======== SUPPLIED TEXT ========

THIS is my complaint, not you Princess, you're to be commended for your concern, devotion and sacrifice for your son.

That is a hard thing to do to fight like that for your child, fight the courts, fight an ex, and rack up a debt that needs to be paid.

Believe me I sympathize with you, I tho am on the same level as Home, I too am tired of the "Stay-at-Home' mother being poo-poohed and denigrated and looked down upon in a snotty way.

Those that told you that your son should be taken away from you should have been slaped hard (backhanded-wise) for what they said to you.

They were busybodied snoops trying to run your life when it wasnt their business.

Made me mad hearing that as it was.

I tho came from a household that HAD a 'stay-at-home' mother, and I truly feel I was better off for it, can this be had always? no but its something to strive for, and work to find a way to achieve in whatever way you possibly can get.

With you Princess you make the most of your time with your son, whereas many parents dont even bother involving themselves in their kids lives at all, you are to be commended for your dedication to your son even if it is a few hours a day At LEAST you make the most of it when you get the time and I am Very certain your son realizes this, You LOVE your son and that isnt lost on your child.

The biggest bitterest thing I cant understand is, people marry, have kids then shove em off to day care or nannys when they truly could afford to take the time to take care of their kids themselves.

These people are more interested in 'keeping up with the jonses' than bothering with taking time to involve themselves in their kids lives, then when their kids get screwed up because there isnt any parental influence in their lives they wonder what went wrong.

Now THIS is the one complaint I have.

Not those in your position Princess.

Not everyone can achieve the 'ideal' nuclear family, but people like you strive to achieve it and strive to do their very best to love, and be involved in their children the best way they possibly can.

Kids dont miss that, they dont miss that one bit and the ones whose parents may not always be there but do their level best to involve themselves and make the most of the little time they have with them Realize and know this, the ones whose parents arent interested in getting involved in their lives and shuffle them off to nannys or day care Realize their parents love and devotion isnt there.

There's a HUGE huge difference here.

I hope this makes sense to you Princess, this isnt a condemnation of you and your two parent working household.

Not everyone can achieve that 'model' nuclear family withthe Stay-at-home' mother thing.

Some of us are too bloody poor because of divorce, death of a spouse or other chance & circumstances to be able to do such a thing, but as long as you TRY thats what matters and thats what makes YOU a better parent than the ones that shuffle their kids off to day care or nannys.

Peachdiane
10-04-2005, 05:11 PM
So there are zealots on both sides of the issue.

Sure are!!!

When I was trying to get myself and the boys out of domestic violence, I was BOMBARDED by my (now ex), his family, and his church, who kept telling me God hates divorce and every child needs a mom AND dad.

======== DATASET SECTION ========

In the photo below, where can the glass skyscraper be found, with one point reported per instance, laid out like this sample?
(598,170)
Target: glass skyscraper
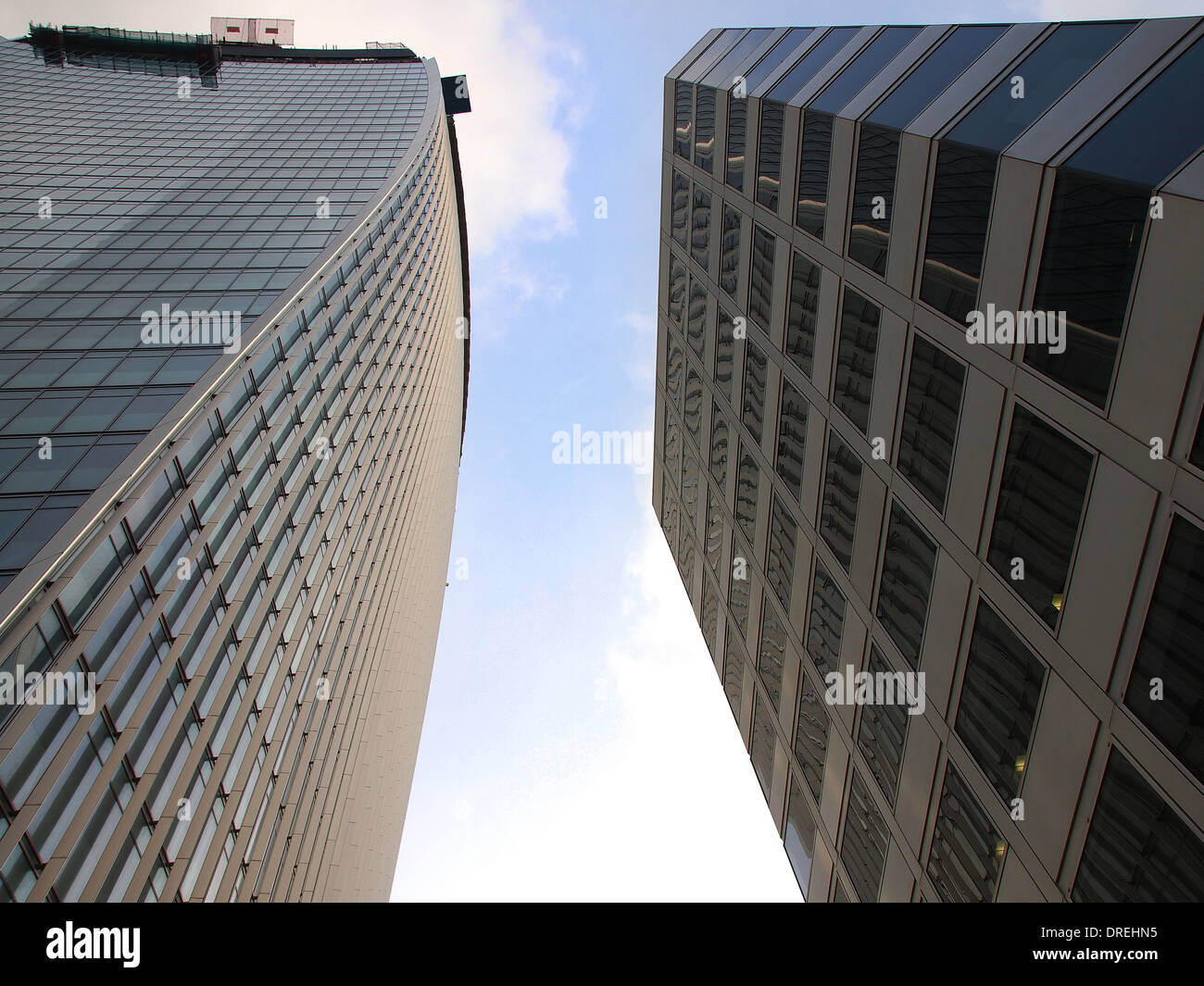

========

EXERCISE DETAILS: Carry the forum exchange about stay-at-home mothers forward, starting right after its last sentence.

RESPONSE BELOW:
That logic is seriously flawed when kids are hurting emotionally and physically. That's like telling a mom she must stay married even though dad is raping their little girl or telling a dad he must stay with his wife even though she is mistreating him and beating the kids. Gah!

I don't know TechnoP but if she's like me, it was hard enough to get out of a bad situation with limited funds and threats, not to mention having to put up with the ex playing dirty at every turn.

I respect family units for their choice to stay at home and homeschool but am getting tired of hearing negativity when a working mom has no choice but to go to work. TechnoP, no one can make you feel inferior without your consent. Keep plugging along!

Keb
10-05-2005, 09:50 PM
I think we can all agree the OPTIMAL family situation is husband(father)/wife(mother)/children. I hope it's a given that husband/father is "male" and wife/mother is "female".:grin:

PatrioticAmerican
10-06-2005, 12:42 AM
I am a stay-at-home dad. I watch my two year old son, and chauffer my daughters around to their activities. I cook, clean, and discipline the children. I also paint, install flooring, and handle the doctor visits, etc.

As if I know how to do any of that well. About four years ago, the last company I worked for went bust. After that, I worked part-time jobs that were related to my field (3D animation). After a couple of years, Hunter was born, and I stopped working altogether to stay at home. Childcare for three kids is too much, especially since we'd need a nanny who could drive the kids as part of her duties.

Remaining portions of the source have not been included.